* ЗАДАНИЕ 1: Какой город назван родиной Кузмина в тексте о нем?
* ЗАДАНИЕ 2: Допиши продолжение текста о Кузмине, начиная после его последнего предложения.
*** ОТРЫВОК ТЕКСТА
Начитанность Кузмина в русской старине не заронила ни малейшего сомнения в незыблемости русской книжной речи: Карамзин и Пушкин. Следуя классическим образцам, он добирался до искуснейшего литераторства: говорить ни о чем. У Кузмина есть страницы, написанные просто для словесного складу и очень стройно, точь-в-точь как у Марлинского его великосветские кавалеры, подпрыгивая под Вестриса, говорят с дамами "средь шумного бала" или, как дети в игре, разговаривают друг с другом "по-шицам". Этого песку и в "Тихом страже", и в "Нежном Иосифе", и особенно в "Плавающих и путешествующих", написанных как будто под Лескова.

Свое несомненное в незыблемость и единственность образцов русской классической книжной речи, увенчанной Пушкиным, Кузмин выразил и объявил как манифест "О прекрасной ясности". Это был всеобщий голос и отклик от Брюсова до Сологуба. Мне читать было жутко.

"Чуть слышный шепот прошелестел, как шаткий камыш "Зачем ты все воюешь, если и всем обладать будешь, возможешь ли взять с собой?" – Александр горестно воскликнул: "Зачем ветер вздымает море? Зачем ураган взвихряет пески? Зачем тучи несутся и гнется лоза? Зачем рожден ты Дандамием, а я – Александром? Зачем? Ты же, мудрый, проси чего хочешь, все тебе дам я, владыка мира". Дандамий потянул его за руку и ласково пролепетал: "Дай мне бессмертие!""

(Подвиги Великого Александра)

Прекрасная ясность!

Прекрасная ясность по Гроту и Анри де Ренье.

"Роман или рассказ могут быть приятной выдумкой, не больше. Если же они представляют неожиданный смысл еще и по другую сторону того, о чем повествуют, то следует радоваться этому, полуумышленному дополнению, не требуя излишней последовательности, а рассматривать повествование лишь как плод таинственных соответствий, какие, вопреки всему, существуют между явлениями".

(Рассказ о маркизе д’Антеркер)

Кузмин следовал этому правилу, искусно делал литературные вещи. В его рассказах так много "беспредметной мудрости духовных бездельников и обеспеченных лентяев".

* * *

Родина Кузмина – Ярославль. Земля питерских и московских половых "шестерок" – белотелый щеголь, зоркий и слухменный, а уж речист – перепелку языком перешиб.

Источник неиссякаемого словотёка – глубокомысленно пустых страниц "Нежного Иосифа" и "Тихого стража" – не материнское французское "causerie", а уставленный чашками поднос – как перышко, бросает его на стол ярославец –

"Ракета! Рассыпалась розой, роем разноцветных родинок, рождая радостный рев ротозеев".

"Ярославль" для Кузмина символ. Старообрядки – васильсурская Марья Дмитриевна и Устинья с Гагаринской моленной – "Ярославки". О "Богу-славных" Кузмин не знает. А его демон-вдохновитель ярославский Зевс – ярославский Дионис – ярославский Гелиос.
******
*** ИСХОДНЫЕ ДАННЫЕ
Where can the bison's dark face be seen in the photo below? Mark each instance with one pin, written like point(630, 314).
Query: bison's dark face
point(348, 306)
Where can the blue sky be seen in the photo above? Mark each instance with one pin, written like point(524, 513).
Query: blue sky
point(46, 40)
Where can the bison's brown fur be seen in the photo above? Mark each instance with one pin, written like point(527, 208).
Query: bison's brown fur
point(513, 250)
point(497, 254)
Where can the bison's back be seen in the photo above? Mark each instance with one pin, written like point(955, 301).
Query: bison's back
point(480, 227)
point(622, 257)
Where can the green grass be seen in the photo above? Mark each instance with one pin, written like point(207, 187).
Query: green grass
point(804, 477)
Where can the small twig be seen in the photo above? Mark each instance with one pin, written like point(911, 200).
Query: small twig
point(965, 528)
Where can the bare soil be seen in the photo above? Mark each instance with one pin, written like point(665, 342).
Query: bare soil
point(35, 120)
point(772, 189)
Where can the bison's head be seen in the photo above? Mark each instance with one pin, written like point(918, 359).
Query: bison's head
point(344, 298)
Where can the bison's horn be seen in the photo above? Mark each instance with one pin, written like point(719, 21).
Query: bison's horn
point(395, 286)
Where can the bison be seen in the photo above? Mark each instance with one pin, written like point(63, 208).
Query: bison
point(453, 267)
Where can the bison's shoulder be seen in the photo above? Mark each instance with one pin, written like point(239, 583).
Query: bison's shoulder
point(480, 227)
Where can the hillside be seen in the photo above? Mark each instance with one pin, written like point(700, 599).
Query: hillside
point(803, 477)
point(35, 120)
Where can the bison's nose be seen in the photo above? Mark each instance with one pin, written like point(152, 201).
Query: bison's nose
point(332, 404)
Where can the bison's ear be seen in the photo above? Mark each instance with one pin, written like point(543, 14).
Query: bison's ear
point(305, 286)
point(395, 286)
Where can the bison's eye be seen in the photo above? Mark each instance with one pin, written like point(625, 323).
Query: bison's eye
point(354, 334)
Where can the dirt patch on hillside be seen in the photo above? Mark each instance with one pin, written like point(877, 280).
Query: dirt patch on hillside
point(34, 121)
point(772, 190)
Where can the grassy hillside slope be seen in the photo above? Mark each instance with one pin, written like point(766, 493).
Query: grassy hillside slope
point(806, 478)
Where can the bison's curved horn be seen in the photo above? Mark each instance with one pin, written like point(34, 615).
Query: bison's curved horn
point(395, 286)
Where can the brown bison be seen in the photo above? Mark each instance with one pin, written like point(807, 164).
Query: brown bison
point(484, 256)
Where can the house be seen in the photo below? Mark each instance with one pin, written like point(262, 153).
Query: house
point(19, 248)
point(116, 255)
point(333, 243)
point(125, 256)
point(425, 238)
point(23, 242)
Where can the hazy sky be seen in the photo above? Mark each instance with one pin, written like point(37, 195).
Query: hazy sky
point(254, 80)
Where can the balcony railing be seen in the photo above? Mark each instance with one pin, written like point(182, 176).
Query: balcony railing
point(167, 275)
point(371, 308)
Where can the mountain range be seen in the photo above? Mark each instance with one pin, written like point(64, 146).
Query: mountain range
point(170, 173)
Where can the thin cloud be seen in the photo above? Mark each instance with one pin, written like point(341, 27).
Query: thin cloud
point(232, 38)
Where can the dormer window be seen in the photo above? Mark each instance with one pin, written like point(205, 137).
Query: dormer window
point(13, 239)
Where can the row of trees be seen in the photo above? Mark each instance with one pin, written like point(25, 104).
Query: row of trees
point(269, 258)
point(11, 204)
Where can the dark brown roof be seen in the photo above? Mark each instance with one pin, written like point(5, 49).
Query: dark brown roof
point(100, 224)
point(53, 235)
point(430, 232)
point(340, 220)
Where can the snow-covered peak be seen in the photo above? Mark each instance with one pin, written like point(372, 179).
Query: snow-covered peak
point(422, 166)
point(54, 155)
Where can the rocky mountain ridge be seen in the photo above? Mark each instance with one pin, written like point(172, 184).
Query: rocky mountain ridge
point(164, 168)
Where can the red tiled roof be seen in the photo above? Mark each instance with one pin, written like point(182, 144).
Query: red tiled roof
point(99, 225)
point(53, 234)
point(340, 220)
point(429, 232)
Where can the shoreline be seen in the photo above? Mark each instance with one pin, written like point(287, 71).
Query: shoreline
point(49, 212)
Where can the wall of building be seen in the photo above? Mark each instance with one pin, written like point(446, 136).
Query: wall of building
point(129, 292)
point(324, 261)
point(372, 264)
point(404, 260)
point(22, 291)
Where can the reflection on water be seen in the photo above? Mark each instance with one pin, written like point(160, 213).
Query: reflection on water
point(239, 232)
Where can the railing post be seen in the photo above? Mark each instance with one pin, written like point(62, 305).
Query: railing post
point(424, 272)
******
* ИТОГОВЫЙ ОТВЕТ 1: Ярославль.

* ИТОГОВЫЙ ОТВЕТ 2:
"Цветы, пророчески огромные, огненные зацветают; птицы и животные ходят попарно, и в трепещущем розовом тумане виднеются из индийских "manuels érotiques" сорок восемь образцов человеческих соединений"".

Так кончаются "Крылья" – взлет ярославца.

Живой вдохновитель Кузмина Пьер Луис, а соблазн – французские новеллы XVIII века. Любимые писатели: Анри де Ренье и Анатоль Франс. От "Песен Билитис" – Александрийские песни; от новелл – "Приключения Эме Лебефа" и "Калиостро", от Анатоля Франса – "Путешествие Сэра Джона Ферфакса", "Кушетка тети Сони", "Решение Анны Мейер". Из русских: Мельников-Печерский и Лесков – Прологи и Апокрифы, откуда вышли Кузминские действа – "О Алексее, человеке Божием", "О Евдокии из Гелиополя".

Ирония Кузмина никак не от Анатоля Франса, а лесковская, с "подмигом", но без всякого юмора Лескова. Оттого от повестей Кузмина такая скучища, а все его "протягновенности" – провинциальный всурьез.

"Занавешенные картинки", есть у Кузмина такая книга не для дам, от "Казначейши" Лермонтова, но какой ярославщиной несет от петербургской "галантности".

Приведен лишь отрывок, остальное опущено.